→ WRITTEN EXERCISE:
Recast every line of the rows below as a Markdown table with two columns, "Index" for the line number and "Line" for its text. Leave out blank lines.

··· MATERIAL PROVIDED ···

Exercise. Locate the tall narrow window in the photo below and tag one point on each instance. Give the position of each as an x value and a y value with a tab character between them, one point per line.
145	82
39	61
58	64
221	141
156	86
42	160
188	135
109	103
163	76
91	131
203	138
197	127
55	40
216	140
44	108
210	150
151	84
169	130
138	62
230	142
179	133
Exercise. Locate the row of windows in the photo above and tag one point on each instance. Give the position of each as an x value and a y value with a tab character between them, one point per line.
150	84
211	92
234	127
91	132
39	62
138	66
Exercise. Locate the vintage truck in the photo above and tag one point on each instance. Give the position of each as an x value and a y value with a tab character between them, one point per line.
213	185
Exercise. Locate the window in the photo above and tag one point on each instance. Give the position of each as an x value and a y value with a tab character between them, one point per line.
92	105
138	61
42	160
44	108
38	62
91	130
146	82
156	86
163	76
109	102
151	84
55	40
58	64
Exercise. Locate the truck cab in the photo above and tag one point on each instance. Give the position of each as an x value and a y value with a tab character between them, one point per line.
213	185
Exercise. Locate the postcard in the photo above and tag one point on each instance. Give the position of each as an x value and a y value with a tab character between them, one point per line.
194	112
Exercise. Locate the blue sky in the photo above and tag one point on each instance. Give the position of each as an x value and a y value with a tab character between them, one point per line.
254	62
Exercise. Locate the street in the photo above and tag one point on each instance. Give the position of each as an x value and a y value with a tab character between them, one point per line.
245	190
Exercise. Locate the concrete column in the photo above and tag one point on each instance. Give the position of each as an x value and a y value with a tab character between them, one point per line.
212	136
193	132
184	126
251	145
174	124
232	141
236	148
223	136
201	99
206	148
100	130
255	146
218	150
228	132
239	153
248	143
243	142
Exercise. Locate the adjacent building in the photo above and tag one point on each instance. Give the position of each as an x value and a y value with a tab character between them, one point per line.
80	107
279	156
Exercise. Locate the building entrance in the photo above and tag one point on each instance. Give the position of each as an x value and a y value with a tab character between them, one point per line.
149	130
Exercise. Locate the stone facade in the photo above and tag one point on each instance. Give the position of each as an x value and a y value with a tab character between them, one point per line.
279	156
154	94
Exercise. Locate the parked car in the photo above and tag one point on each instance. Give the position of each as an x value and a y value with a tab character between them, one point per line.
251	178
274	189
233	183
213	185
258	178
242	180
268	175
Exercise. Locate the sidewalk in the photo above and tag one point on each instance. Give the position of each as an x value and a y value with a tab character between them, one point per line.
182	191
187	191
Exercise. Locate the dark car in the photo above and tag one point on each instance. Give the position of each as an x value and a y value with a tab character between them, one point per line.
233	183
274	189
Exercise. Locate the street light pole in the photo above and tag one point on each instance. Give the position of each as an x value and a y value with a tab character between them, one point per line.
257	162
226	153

···

→ PROBLEM SOLUTION:
| Index | Line |
|---|---|
| 1 | Exercise. Locate the tall narrow window in the photo below and tag one point on each instance. Give the position of each as an x value and a y value with a tab character between them, one point per line. |
| 2 | 145	82 |
| 3 | 39	61 |
| 4 | 58	64 |
| 5 | 221	141 |
| 6 | 156	86 |
| 7 | 42	160 |
| 8 | 188	135 |
| 9 | 109	103 |
| 10 | 163	76 |
| 11 | 91	131 |
| 12 | 203	138 |
| 13 | 197	127 |
| 14 | 55	40 |
| 15 | 216	140 |
| 16 | 44	108 |
| 17 | 210	150 |
| 18 | 151	84 |
| 19 | 169	130 |
| 20 | 138	62 |
| 21 | 230	142 |
| 22 | 179	133 |
| 23 | Exercise. Locate the row of windows in the photo above and tag one point on each instance. Give the position of each as an x value and a y value with a tab character between them, one point per line. |
| 24 | 150	84 |
| 25 | 211	92 |
| 26 | 234	127 |
| 27 | 91	132 |
| 28 | 39	62 |
| 29 | 138	66 |
| 30 | Exercise. Locate the vintage truck in the photo above and tag one point on each instance. Give the position of each as an x value and a y value with a tab character between them, one point per line. |
| 31 | 213	185 |
| 32 | Exercise. Locate the window in the photo above and tag one point on each instance. Give the position of each as an x value and a y value with a tab character between them, one point per line. |
| 33 | 92	105 |
| 34 | 138	61 |
| 35 | 42	160 |
| 36 | 44	108 |
| 37 | 38	62 |
| 38 | 91	130 |
| 39 | 146	82 |
| 40 | 156	86 |
| 41 | 163	76 |
| 42 | 109	102 |
| 43 | 151	84 |
| 44 | 55	40 |
| 45 | 58	64 |
| 46 | Exercise. Locate the truck cab in the photo above and tag one point on each instance. Give the position of each as an x value and a y value with a tab character between them, one point per line. |
| 47 | 213	185 |
| 48 | Exercise. Locate the postcard in the photo above and tag one point on each instance. Give the position of each as an x value and a y value with a tab character between them, one point per line. |
| 49 | 194	112 |
| 50 | Exercise. Locate the blue sky in the photo above and tag one point on each instance. Give the position of each as an x value and a y value with a tab character between them, one point per line. |
| 51 | 254	62 |
| 52 | Exercise. Locate the street in the photo above and tag one point on each instance. Give the position of each as an x value and a y value with a tab character between them, one point per line. |
| 53 | 245	190 |
| 54 | Exercise. Locate the concrete column in the photo above and tag one point on each instance. Give the position of each as an x value and a y value with a tab character between them, one point per line. |
| 55 | 212	136 |
| 56 | 193	132 |
| 57 | 184	126 |
| 58 | 251	145 |
| 59 | 174	124 |
| 60 | 232	141 |
| 61 | 236	148 |
| 62 | 223	136 |
| 63 | 201	99 |
| 64 | 206	148 |
| 65 | 100	130 |
| 66 | 255	146 |
| 67 | 218	150 |
| 68 | 228	132 |
| 69 | 239	153 |
| 70 | 248	143 |
| 71 | 243	142 |
| 72 | Exercise. Locate the adjacent building in the photo above and tag one point on each instance. Give the position of each as an x value and a y value with a tab character between them, one point per line. |
| 73 | 80	107 |
| 74 | 279	156 |
| 75 | Exercise. Locate the building entrance in the photo above and tag one point on each instance. Give the position of each as an x value and a y value with a tab character between them, one point per line. |
| 76 | 149	130 |
| 77 | Exercise. Locate the stone facade in the photo above and tag one point on each instance. Give the position of each as an x value and a y value with a tab character between them, one point per line. |
| 78 | 279	156 |
| 79 | 154	94 |
| 80 | Exercise. Locate the parked car in the photo above and tag one point on each instance. Give the position of each as an x value and a y value with a tab character between them, one point per line. |
| 81 | 251	178 |
| 82 | 274	189 |
| 83 | 233	183 |
| 84 | 213	185 |
| 85 | 258	178 |
| 86 | 242	180 |
| 87 | 268	175 |
| 88 | Exercise. Locate the sidewalk in the photo above and tag one point on each instance. Give the position of each as an x value and a y value with a tab character between them, one point per line. |
| 89 | 182	191 |
| 90 | 187	191 |
| 91 | Exercise. Locate the dark car in the photo above and tag one point on each instance. Give the position of each as an x value and a y value with a tab character between them, one point per line. |
| 92 | 233	183 |
| 93 | 274	189 |
| 94 | Exercise. Locate the street light pole in the photo above and tag one point on each instance. Give the position of each as an x value and a y value with a tab character between them, one point per line. |
| 95 | 257	162 |
| 96 | 226	153 |